* **REQUIRED TASKS**:
**1.** Write out the part of the leprosy transcript between "Starting point is 00:16:43" and "less closely regulated.", inclusive.
**2.** Pick up the transcript on medieval leprosy after its last sentence and continue it.

Starting point is 00:16:43 But it also means you can prepare your own soul for death. And of course, in the Middle Ages, people are preoccupied about what's going to happen to their souls after death. Of course, yeah. And if you've got leprosy, this is in some sense, it's paradoxically a bonus. Because if you accept your suffering, this will see you through purgatory extra fast or not at all. You will go straight to heaven. And so in a sense you're one of the elect. But of course, only if you behave in a particular way, you know, you say your prayers and you're what is known possibly as a good leper as opposed to someone who is bad and might join an Alfresco community somewhere outside the walls, which is perhaps less closely regulated.
Starting point is 00:17:27 It's a myth that everybody goes into a hospital. I mean, many people may choose to live in informal communities where they're less regulated. or they don't have to pay. And this is quite interesting because sources that I use, and obviously the sources that I use that come up, it'll be because there's some lecture about sexuality, right? And then that's why the lepers are coming up. I'll see preachers, especially English preachers sort of 14th century,
Starting point is 00:17:51 who are sort of talking about the necessity to go intervene with people who have leprosy and how it's very good for you. You're a very good priest if you go and you preach to the lepers. And they do talk about the sort of good leper, bad leper. where they're saying that, well, there's certain people ended up with leprosy because they were sinful. And it's about this sort of excessive lust for life generally. So lust in a sexual sense, sure, but also they're gluttonous or they're a bit lazy. And so these people are kind of experiencing purgatory now because they were naughty.

* **DATA TO EXAMINE**:
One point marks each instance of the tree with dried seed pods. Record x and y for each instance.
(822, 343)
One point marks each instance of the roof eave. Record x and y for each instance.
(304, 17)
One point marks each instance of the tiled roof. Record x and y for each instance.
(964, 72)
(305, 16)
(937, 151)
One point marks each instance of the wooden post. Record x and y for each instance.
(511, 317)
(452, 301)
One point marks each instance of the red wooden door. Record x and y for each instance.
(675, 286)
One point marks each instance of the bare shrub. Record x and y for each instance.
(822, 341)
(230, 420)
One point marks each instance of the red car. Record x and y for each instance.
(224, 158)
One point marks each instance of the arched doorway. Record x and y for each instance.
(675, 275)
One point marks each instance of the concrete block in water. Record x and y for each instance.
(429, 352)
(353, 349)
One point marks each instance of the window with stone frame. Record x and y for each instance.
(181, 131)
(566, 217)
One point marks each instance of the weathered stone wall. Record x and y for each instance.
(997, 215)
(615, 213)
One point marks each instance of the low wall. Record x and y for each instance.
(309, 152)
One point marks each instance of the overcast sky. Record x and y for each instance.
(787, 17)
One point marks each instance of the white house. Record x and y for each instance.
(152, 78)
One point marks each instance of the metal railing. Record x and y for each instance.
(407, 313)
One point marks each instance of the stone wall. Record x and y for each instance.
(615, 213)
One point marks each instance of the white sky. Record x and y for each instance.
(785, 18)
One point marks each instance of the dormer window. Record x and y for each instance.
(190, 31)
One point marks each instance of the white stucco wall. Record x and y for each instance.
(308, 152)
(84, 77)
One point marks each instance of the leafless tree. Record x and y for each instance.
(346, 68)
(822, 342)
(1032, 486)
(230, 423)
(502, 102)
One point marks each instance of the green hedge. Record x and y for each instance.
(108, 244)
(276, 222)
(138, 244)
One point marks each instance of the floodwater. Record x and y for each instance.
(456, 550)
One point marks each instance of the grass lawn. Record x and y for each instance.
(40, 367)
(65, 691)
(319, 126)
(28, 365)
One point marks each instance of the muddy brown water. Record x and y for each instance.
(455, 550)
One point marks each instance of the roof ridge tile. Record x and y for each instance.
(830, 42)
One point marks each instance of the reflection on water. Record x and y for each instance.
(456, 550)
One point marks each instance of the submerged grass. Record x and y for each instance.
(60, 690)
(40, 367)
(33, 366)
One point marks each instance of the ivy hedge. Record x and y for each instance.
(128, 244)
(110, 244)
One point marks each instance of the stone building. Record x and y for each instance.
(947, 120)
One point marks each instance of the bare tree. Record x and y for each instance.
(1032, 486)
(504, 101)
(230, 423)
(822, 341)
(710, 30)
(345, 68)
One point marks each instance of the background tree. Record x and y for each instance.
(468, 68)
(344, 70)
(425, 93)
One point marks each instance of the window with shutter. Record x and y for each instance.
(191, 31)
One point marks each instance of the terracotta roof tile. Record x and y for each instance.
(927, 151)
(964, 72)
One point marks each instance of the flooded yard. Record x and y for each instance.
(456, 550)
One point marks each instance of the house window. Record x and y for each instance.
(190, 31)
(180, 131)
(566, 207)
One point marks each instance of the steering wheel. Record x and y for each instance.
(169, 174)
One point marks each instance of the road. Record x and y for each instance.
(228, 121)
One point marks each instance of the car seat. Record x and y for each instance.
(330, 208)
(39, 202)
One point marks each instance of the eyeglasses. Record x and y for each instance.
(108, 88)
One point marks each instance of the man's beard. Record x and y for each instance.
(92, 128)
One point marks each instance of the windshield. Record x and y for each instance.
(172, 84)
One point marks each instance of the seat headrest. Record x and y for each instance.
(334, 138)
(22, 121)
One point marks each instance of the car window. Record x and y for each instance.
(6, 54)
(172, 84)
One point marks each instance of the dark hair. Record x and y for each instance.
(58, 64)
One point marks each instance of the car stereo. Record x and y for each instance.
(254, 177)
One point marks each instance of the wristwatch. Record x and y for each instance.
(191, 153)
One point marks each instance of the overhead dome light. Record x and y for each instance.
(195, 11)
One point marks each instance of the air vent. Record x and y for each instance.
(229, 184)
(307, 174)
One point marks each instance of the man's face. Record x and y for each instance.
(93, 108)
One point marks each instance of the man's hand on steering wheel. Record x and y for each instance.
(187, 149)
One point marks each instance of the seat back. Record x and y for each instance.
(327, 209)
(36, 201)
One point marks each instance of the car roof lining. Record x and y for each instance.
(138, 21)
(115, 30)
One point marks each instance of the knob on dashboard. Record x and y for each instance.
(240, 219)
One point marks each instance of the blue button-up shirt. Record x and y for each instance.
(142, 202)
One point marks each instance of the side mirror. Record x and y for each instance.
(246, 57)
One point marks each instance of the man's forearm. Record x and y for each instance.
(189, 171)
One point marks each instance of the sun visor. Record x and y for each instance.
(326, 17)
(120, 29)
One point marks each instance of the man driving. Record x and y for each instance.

* **RESULTS BY TASK**:
**1.**
Starting point is 00:16:43 But it also means you can prepare your own soul for death. And of course, in the Middle Ages, people are preoccupied about what's going to happen to their souls after death. Of course, yeah. And if you've got leprosy, this is in some sense, it's paradoxically a bonus. Because if you accept your suffering, this will see you through purgatory extra fast or not at all. You will go straight to heaven. And so in a sense you're one of the elect. But of course, only if you behave in a particular way, you know, you say your prayers and you're what is known possibly as a good leper as opposed to someone who is bad and might join an Alfresco community somewhere outside the walls, which is perhaps less closely regulated.

**2.**
Starting point is 00:18:26 And God was saying, now, watch yourself. But they might lean into those impulses. Oh, yes. I mean, one of the explanations for getting leprosy is sexual activity. if you sleep with a woman who's slept with a leper, if you're a man, you're quite likely to contract the disease. And it's also believed that some people contract leprosy because their parents slept while the mother was menstruating. This is seen as another source of infection. And in the Old Testament, of course, leprosy is often depicted as a punishment for pride or envy.
Starting point is 00:18:58 Zaya, the king who celebrates as a priest in the temple, is struck down by God. And so leprosy can be a punishment. And a lot of diseases are seen this way, in a very ambivalent way. In some cases, it's a blessing. In other cases, it's a punishment. And it may depend who you are. And Baldwin the 4th King of Jerusalem has leprosy. And everybody thinks he's a very good thing.
Starting point is 00:19:20 He is defending the faith against the heathen, according to these Christian propagandists. But other people are seen as being struck down because they've done something very bad. I should say that medics, people who are writing about the disease, from a theological standpoint, but from a medical standpoint, tend to be more pragmatic, and they will look at particular aspects of a patient's
Starting point is 00:19:43 behaviour or lifestyle or their family. Do you have leprosy in the family? Oh. They may ask, you know, have you slept with a woman who might be prostitute who might have slept with a leper? Is your diet bad, you know, have you eaten the wrong things? And so they're much less judgmental, but it's interesting to bear in mind that some medical texts on leprosy do advise the physician when giving the verdict to tell the patient that they
Starting point is 00:20:08 have been singled out by God to go through purgagery quickly and that they mustn't be too upset by the diagnosis because it was a crushing diagnosis. It would mean you would have to leave your family, you know, to live outside the walls unless they were very wealthy and they could provide you with, you know, separate accommodation. It is in a world that is expressly very communal. It is a kind of shattering of a particular way of life of an expected kinship bond. Because in a place where you're expecting to live in a kind of a multi-generational household, sort of around your family all the time. Sure, you know, you're just outside the city walls.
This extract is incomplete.